→ OBJECTIVES:
1. In the newsgroup exchange about load balancing, revise the stretch from "Alan Connor <(E-Mail" through "with different IPs.", replacing "boxes" with "servers".
2. What does the reply in the newsgroup exchange about load balancing call a cheap solution?

-- EXCERPT PROVIDED start --

Alan Connor <(E-Mail Removed)> wrote in message news:<reLDb.7344$(E-Mail Removed) link.net>...
> On Tue, 16 Dec 2003 08:14:28 -0500, Neil Horman <(E-Mail Removed)> wrote:
> >
> >
> > Alan Connor wrote:
> >> Let's say that I have a database distributed among 20 boxes, all at different
> >> locations with different IPs.
> >>
> >> The full database takes only 5 of these boxes, so there are 3 mirrors.
> >>
> >> Can someone tell me the best way to set things up so that a client can
> >> just enter a URL and access whichever group of 5 boxes currently isn't
> >> being used to capacity? How to connect those 5 boxes together so that
> >> they are effectively ONE box?
> >>
> > DNS is a cheap solution. Several name server packages provide features
> > (or at least have patches available) to allow you to specify some level
> > of load balancing policy, be it a simple round robin approach, or
> > something a little more complex. It takes a little work to set up, and
> > it can get a little askew, as once a DNS lookup is cached by a client
> > there is no rebalancing available to the system
> >
> > Alternatively there are professional hardware/software solutions to do
> > this. IBM offers websphere (I think) which enables this sort of
> > transparent load balancing feature, and it appears as one IP address to
> > the outside world, so multiple accesses from the same client can be
> > reblanaced as needed. Expect to pay corporate prices for this though.

-- EXCERPT PROVIDED end --
-- DATA start --

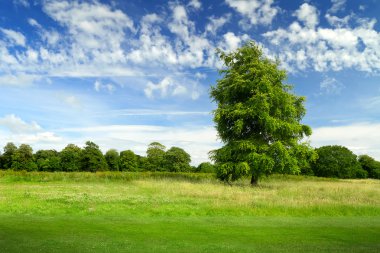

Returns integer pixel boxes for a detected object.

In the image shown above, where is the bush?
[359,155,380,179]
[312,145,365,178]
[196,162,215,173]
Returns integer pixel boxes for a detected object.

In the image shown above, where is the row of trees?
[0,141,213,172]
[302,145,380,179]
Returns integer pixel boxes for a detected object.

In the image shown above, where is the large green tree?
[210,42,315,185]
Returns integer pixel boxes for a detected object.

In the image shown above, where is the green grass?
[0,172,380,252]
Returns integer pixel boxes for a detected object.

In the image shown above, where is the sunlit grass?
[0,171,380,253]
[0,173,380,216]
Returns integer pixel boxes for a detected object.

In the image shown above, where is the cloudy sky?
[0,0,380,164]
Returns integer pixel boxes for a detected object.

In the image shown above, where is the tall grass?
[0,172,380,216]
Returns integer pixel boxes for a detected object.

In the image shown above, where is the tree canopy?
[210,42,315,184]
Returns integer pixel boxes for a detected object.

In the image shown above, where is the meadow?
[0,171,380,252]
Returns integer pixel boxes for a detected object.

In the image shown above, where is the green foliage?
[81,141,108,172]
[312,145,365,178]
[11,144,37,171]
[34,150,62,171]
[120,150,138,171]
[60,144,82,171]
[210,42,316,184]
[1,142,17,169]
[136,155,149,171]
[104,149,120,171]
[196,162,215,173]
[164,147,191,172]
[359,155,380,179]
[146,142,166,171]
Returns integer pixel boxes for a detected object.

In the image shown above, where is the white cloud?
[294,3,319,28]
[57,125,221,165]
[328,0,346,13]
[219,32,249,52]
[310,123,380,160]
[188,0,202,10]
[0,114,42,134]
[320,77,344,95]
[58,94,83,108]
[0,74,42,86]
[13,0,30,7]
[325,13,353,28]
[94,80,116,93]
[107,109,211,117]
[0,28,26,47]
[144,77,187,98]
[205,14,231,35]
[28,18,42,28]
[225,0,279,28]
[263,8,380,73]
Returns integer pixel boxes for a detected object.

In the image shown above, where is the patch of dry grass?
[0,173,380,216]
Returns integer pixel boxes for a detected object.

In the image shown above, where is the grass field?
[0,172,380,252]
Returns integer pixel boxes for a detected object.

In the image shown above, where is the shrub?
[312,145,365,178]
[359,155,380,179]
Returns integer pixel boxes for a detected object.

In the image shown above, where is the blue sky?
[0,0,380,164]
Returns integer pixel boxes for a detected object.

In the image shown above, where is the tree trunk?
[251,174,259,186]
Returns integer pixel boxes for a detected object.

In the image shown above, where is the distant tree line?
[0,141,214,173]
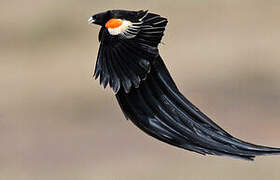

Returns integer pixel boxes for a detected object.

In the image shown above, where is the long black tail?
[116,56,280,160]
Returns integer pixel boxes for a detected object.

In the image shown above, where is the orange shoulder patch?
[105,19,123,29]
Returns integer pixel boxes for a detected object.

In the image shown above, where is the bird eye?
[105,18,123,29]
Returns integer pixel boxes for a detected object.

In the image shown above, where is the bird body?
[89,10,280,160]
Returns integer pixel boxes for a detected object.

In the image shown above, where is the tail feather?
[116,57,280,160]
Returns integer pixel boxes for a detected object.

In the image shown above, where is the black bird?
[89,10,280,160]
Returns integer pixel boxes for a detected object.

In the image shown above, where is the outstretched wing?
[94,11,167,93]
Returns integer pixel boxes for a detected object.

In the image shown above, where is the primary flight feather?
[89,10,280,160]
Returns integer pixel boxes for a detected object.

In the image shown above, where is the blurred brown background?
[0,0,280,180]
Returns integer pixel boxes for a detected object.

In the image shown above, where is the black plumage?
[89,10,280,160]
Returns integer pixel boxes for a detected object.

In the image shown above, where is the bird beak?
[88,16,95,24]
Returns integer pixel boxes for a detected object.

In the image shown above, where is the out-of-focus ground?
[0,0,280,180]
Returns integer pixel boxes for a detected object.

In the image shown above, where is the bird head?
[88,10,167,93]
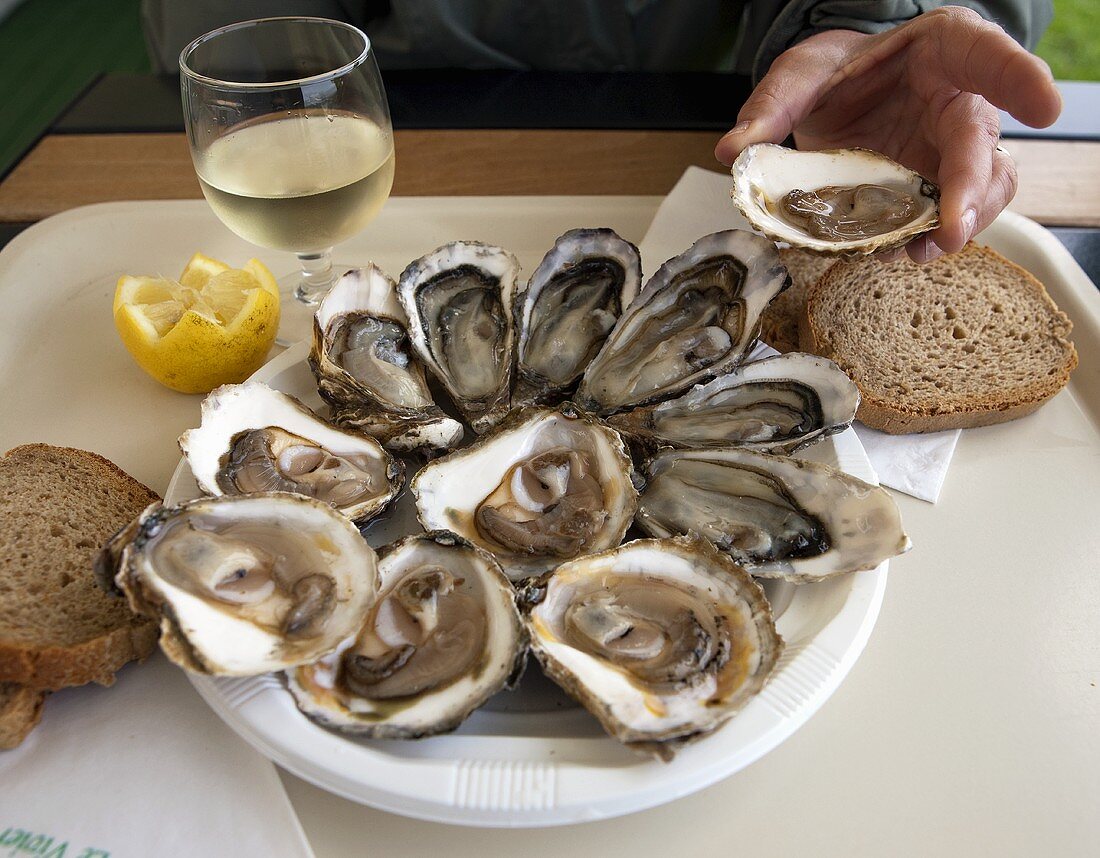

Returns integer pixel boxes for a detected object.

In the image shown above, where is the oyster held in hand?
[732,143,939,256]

-- DATA end --
-- DATA start --

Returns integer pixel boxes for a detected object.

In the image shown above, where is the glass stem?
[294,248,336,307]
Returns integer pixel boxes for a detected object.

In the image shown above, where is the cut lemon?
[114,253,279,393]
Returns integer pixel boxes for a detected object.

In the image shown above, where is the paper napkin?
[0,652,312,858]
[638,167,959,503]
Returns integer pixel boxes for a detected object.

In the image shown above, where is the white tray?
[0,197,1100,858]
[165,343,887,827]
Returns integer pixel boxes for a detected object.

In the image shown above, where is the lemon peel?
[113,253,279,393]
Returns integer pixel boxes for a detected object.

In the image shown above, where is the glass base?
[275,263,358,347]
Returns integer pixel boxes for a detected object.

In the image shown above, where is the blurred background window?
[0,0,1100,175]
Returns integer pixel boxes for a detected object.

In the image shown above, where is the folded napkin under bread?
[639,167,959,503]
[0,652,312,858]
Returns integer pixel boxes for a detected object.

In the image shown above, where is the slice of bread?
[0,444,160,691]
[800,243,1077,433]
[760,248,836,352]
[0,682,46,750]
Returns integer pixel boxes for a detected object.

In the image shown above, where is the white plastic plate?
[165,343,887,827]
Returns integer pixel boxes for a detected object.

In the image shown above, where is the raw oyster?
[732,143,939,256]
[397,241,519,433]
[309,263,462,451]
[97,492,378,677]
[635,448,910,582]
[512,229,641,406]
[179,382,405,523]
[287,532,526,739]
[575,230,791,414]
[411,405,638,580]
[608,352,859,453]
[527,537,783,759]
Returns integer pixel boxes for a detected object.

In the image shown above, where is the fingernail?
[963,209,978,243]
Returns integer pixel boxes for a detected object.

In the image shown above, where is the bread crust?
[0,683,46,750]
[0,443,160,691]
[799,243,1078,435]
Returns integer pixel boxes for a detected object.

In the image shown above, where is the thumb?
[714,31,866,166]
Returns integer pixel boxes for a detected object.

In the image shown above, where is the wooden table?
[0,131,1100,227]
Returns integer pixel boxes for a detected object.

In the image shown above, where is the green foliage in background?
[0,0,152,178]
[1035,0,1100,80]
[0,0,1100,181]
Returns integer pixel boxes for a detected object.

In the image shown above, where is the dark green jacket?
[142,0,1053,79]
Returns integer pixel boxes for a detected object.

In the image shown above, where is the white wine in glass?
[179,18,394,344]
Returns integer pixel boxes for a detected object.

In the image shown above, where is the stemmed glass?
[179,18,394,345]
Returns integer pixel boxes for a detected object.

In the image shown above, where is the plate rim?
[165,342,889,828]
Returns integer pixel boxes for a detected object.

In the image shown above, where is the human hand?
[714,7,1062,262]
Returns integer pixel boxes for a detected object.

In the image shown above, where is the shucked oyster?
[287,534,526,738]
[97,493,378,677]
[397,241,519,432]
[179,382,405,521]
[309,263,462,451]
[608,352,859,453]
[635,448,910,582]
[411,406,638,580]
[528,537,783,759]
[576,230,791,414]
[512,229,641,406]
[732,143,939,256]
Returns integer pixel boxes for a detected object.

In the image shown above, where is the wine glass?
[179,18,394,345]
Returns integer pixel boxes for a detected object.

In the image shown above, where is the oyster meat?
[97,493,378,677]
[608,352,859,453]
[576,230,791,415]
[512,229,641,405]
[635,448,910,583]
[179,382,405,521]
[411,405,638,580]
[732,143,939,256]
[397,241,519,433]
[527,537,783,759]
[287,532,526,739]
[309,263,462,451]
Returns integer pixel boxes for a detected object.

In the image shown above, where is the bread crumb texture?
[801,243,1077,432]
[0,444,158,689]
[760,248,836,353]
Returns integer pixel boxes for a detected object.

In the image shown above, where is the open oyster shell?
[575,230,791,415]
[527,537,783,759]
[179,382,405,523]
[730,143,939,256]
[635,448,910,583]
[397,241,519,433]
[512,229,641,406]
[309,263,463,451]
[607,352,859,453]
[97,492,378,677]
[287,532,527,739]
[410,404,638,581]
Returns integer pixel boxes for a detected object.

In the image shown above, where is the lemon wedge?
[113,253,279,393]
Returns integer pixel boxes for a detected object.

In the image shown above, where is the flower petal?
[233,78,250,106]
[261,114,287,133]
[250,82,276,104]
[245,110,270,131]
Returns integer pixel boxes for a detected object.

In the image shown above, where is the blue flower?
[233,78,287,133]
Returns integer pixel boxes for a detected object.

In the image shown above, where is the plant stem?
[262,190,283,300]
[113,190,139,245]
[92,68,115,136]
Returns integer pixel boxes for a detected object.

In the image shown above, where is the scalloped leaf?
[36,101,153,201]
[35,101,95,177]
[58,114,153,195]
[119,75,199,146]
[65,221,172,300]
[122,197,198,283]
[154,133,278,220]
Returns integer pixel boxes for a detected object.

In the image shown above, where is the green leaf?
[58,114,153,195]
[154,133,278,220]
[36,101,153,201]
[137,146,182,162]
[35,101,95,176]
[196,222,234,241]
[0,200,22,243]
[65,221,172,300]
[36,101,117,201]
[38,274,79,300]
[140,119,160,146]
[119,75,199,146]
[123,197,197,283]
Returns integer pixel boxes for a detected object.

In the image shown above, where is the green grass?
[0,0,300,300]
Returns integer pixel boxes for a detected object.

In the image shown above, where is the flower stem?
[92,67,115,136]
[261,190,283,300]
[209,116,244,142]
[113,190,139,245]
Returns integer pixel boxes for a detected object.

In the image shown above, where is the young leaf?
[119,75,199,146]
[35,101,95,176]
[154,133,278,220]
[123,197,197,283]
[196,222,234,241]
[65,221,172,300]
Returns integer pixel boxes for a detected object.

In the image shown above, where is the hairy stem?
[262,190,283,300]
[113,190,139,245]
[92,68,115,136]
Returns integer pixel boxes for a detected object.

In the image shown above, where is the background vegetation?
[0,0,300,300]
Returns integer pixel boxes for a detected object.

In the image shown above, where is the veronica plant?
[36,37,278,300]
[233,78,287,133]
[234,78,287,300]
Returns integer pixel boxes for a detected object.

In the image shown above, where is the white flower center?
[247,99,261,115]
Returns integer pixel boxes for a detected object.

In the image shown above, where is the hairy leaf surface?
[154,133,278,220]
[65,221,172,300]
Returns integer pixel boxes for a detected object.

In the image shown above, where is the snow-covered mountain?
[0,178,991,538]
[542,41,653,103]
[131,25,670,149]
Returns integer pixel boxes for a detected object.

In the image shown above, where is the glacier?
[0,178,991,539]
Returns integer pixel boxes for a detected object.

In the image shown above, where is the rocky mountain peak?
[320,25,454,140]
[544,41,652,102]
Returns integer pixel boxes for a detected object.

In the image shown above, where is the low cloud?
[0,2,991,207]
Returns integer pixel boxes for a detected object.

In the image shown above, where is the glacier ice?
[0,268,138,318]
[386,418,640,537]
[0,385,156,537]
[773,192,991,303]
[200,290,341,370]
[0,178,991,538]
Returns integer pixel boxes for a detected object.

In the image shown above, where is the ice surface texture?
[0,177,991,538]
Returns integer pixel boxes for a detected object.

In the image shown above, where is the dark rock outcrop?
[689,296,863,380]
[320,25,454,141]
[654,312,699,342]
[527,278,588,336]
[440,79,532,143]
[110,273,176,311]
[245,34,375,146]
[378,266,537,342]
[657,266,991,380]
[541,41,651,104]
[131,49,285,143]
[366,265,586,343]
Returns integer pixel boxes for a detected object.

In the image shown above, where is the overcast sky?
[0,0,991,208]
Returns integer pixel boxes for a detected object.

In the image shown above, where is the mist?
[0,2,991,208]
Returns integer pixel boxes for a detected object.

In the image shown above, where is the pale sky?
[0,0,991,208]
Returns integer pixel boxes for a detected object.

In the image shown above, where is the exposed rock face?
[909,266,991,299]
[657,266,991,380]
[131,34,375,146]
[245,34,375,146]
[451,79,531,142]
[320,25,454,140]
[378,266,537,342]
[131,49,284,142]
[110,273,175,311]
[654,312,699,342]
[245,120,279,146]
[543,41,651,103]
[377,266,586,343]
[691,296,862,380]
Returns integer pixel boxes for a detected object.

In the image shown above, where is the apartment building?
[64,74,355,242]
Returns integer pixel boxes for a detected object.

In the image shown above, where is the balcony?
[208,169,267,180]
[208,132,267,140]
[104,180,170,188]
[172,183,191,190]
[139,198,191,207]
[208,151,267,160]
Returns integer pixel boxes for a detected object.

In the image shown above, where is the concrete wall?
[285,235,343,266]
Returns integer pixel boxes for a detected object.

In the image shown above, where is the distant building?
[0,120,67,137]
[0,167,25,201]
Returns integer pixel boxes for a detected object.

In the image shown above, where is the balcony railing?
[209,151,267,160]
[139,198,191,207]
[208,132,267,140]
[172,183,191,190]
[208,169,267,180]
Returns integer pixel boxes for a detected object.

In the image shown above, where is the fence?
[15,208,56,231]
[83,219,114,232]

-- DATA end --

→ ANSWER SET:
1.
Alan Connor <(E-Mail Removed)> wrote in message news:<reLDb.7344$(E-Mail Removed) link.net>...
> On Tue, 16 Dec 2003 08:14:28 -0500, Neil Horman <(E-Mail Removed)> wrote:
> >
> >
> > Alan Connor wrote:
> >> Let's say that I have a database distributed among 20 servers, all at different
> >> locations with different IPs.

2. DNS